TASK STATEMENT: Write the material out again, line by line, exactly as it is.

DATASET:
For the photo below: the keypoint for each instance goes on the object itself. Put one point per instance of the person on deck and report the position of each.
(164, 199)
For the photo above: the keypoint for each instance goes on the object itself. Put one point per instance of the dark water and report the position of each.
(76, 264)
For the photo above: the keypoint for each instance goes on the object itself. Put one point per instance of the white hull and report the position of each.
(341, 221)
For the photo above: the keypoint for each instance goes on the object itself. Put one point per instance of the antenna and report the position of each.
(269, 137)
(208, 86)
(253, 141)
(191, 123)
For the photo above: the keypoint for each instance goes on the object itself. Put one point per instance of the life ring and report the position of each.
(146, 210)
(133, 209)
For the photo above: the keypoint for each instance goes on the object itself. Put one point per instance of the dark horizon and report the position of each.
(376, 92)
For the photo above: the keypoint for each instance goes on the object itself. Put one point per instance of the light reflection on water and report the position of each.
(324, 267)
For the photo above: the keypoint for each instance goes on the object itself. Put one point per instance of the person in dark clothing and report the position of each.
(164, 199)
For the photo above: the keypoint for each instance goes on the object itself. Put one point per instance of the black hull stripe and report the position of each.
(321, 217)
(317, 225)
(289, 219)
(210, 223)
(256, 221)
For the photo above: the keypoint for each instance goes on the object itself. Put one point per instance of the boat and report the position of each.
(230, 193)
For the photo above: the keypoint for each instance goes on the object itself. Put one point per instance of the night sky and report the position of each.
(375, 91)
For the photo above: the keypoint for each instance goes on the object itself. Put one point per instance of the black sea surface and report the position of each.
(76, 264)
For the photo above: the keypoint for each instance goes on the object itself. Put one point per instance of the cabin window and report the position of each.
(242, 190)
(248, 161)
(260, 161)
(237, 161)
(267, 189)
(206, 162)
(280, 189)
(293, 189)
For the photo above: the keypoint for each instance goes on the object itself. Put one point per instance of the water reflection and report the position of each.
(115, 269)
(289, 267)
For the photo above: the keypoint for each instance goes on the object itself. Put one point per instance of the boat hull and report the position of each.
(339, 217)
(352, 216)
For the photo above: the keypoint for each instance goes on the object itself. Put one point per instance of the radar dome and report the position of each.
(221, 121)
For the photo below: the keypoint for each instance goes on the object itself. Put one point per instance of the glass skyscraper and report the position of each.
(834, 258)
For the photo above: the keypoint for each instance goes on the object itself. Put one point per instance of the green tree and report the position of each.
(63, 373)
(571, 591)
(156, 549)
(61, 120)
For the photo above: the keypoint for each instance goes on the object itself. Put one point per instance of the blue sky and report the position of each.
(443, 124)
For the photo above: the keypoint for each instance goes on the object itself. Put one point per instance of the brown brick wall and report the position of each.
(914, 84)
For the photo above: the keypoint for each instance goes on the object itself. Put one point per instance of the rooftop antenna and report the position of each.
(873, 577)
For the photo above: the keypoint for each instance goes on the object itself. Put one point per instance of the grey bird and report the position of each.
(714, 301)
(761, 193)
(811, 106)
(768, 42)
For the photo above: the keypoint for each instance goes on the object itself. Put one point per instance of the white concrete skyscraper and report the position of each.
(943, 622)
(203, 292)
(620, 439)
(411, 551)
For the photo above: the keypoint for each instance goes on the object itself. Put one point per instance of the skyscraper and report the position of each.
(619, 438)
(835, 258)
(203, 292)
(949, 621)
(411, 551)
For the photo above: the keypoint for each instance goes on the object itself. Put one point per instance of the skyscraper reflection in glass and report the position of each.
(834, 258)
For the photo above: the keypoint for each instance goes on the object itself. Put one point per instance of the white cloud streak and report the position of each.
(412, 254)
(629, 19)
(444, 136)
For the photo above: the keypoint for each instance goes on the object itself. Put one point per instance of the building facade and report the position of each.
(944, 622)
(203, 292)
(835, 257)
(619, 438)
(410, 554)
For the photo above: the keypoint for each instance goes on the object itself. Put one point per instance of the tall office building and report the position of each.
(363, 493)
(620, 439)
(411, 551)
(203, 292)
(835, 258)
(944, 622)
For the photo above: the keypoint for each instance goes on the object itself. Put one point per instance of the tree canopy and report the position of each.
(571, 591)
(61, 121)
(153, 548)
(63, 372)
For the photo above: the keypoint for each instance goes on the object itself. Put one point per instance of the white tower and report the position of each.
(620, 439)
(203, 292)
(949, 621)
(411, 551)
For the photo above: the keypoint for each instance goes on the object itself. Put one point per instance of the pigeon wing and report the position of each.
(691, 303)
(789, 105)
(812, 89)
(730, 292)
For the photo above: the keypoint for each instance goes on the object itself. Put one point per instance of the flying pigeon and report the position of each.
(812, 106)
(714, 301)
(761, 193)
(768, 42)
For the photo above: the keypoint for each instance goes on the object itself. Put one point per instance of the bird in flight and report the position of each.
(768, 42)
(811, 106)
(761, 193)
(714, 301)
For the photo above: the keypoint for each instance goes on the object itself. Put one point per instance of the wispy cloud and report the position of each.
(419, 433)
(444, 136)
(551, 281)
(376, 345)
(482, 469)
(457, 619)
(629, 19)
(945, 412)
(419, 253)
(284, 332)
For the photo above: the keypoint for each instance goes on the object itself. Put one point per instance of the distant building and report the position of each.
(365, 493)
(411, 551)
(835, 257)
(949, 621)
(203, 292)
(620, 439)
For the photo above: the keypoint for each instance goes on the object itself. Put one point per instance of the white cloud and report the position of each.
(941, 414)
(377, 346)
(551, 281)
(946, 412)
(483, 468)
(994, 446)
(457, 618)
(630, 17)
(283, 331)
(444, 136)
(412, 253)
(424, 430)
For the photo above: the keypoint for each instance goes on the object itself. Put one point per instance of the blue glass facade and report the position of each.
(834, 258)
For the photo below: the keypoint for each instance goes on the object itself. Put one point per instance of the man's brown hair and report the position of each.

RESPONSE BELOW:
For the photo below: the keypoint for each instance goes on the object itself. Put one point per instance of the person on deck and report the position of each.
(164, 199)
For the photo above: the keypoint for each instance goes on the object itself. Put one point per instance of the dark water and report the position of each.
(76, 264)
For the photo above: the keypoint for each instance goes on the object itself. Put one point per instance of the white hull and report the position of each.
(341, 221)
For the photo above: the keypoint for each instance goes on the object itself. Put one point per instance of the antenna and report the position of each.
(269, 137)
(208, 86)
(253, 141)
(191, 123)
For the photo above: the keypoint for each instance goes on the object itself. Put one point per instance of the life ring and report the position of each.
(146, 210)
(133, 209)
For the photo above: the keypoint for each instance goes on the object itself. Put one point per instance of the dark horizon and report the position of each.
(376, 92)
For the photo above: the keypoint for each instance goes on the object itself. Put one point per instance of the light reflection on water and report the position of each.
(324, 267)
For the photo above: the keypoint for each instance goes on the object itself. Put one point per instance of the person in dark clothing and report the position of each.
(164, 199)
For the photo above: the keypoint for each instance goes on the object itself. Put one point per instance of the black hull stripe and report the position of each.
(321, 217)
(317, 225)
(289, 219)
(210, 223)
(256, 221)
For the photo above: the keypoint for each instance goes on the object itself. Put one point per instance of the boat and report the position of each.
(230, 193)
For the photo above: the keypoint for each instance goes on the object itself. Put one point per instance of the night sky and report the position of each.
(375, 91)
For the photo above: the keypoint for each instance goes on the object itself. Put one point per instance of the black sea surface and report the position of each.
(76, 264)
For the photo above: the keypoint for each instance goes on the object itself. Put one point per instance of the cabin window and report the position of each.
(242, 190)
(248, 161)
(260, 161)
(237, 161)
(267, 189)
(206, 162)
(280, 189)
(293, 189)
For the photo above: the keypoint for each instance goes on the object itself. Put one point per instance of the water reflection and report the position of each.
(115, 269)
(289, 267)
For the photo above: the keypoint for each instance goes on the object itself. Put one point per instance of the boat hull and report the position of each.
(339, 217)
(352, 216)
For the photo above: the keypoint for each instance goes on the object itself. Put one point per instance of the radar dome and report the position of each.
(221, 121)
For the photo below: the keypoint for each instance goes on the object itself. Put one point per instance of the glass skyscraper and report the position of each.
(834, 258)
For the photo above: the keypoint for each instance goes on the object itself. Put one point per instance of the green tree and report the position of each.
(63, 373)
(571, 591)
(156, 549)
(61, 120)
For the photo above: the keypoint for each instance goes on the object itself. Put one point per instance of the blue sky and report the position of each.
(443, 124)
For the photo above: the keypoint for each instance goes on the object itself. Put one point per instance of the brown brick wall and report the position of each.
(914, 84)
For the photo above: the keypoint for each instance goes on the object itself. Put one point per instance of the rooftop antenna and report the position of each.
(873, 577)
For the photo above: the keypoint for each instance goes on the object itself. Put one point per instance of the grey bird and report the position of each.
(714, 301)
(761, 193)
(811, 106)
(768, 42)
For the photo above: the keypoint for each instance goes on the object itself. Put one point per instance of the white concrete skyscraper and report the position of each.
(943, 622)
(203, 292)
(620, 439)
(411, 551)
For the photo above: the keypoint for each instance goes on the object itself. Put one point per instance of the skyscraper and report the position of each.
(619, 438)
(835, 258)
(203, 292)
(949, 621)
(411, 551)
For the photo above: the keypoint for each instance goes on the object itself. Put one point per instance of the skyscraper reflection in glass and report the position of each.
(834, 258)
For the photo above: the keypoint for each instance goes on the object itself. Put one point per instance of the white cloud streak and report the position of each.
(412, 254)
(629, 19)
(444, 136)
For the photo above: the keypoint for each instance goes on the object itself. Put one point per instance of the building facade and report the position of each.
(944, 622)
(203, 292)
(835, 257)
(619, 438)
(410, 554)
For the photo above: the keypoint for each instance goes on the object itself. Put one point per instance of the tall office building and report the position of each.
(363, 493)
(620, 439)
(411, 551)
(203, 292)
(835, 258)
(944, 622)
For the photo above: the keypoint for each instance goes on the object itself. Put one point per instance of the tree canopy and report the position of each.
(571, 591)
(61, 121)
(153, 548)
(63, 372)
For the photo above: the keypoint for each instance goes on the object itself. Put one point per instance of the white tower and report the position of each.
(620, 439)
(203, 292)
(949, 621)
(411, 551)
For the photo above: the keypoint for each instance goes on the object itself. Put one point per instance of the pigeon wing and report the position of each.
(691, 303)
(789, 105)
(812, 89)
(730, 292)
For the photo above: the keypoint for each instance goes on the object itself. Put one point per instance of the flying pigeon and report the position of each.
(812, 106)
(714, 301)
(761, 193)
(768, 42)
For the photo above: the keypoint for each instance goes on the object itself. Put one point per instance of the bird in flight and report the position of each.
(768, 42)
(811, 106)
(761, 193)
(714, 301)
For the photo above: the keypoint for each instance goes on the object itself. Put one point per instance of the wispy cloud and report the position of each.
(419, 433)
(444, 136)
(551, 281)
(376, 345)
(482, 469)
(457, 619)
(629, 19)
(945, 412)
(419, 253)
(284, 332)
For the photo above: the keypoint for each instance goes on the object itself. Put one point per instance of the distant building and report the position of each.
(365, 493)
(411, 551)
(835, 257)
(949, 621)
(203, 292)
(620, 439)
For the photo above: the keypoint for each instance goes on the object itself. Put one point per instance of the white cloud and report the position of each.
(941, 414)
(377, 346)
(551, 281)
(946, 412)
(483, 468)
(994, 446)
(457, 618)
(630, 17)
(283, 331)
(444, 136)
(412, 253)
(424, 430)
For the photo above: the keypoint for each instance goes on the object itself. Put one point per instance of the blue glass facade and report the position of each.
(834, 258)
For the photo below: the keypoint for each instance goes on the object itself. Put one point per instance of the man's brown hair and report the position of each.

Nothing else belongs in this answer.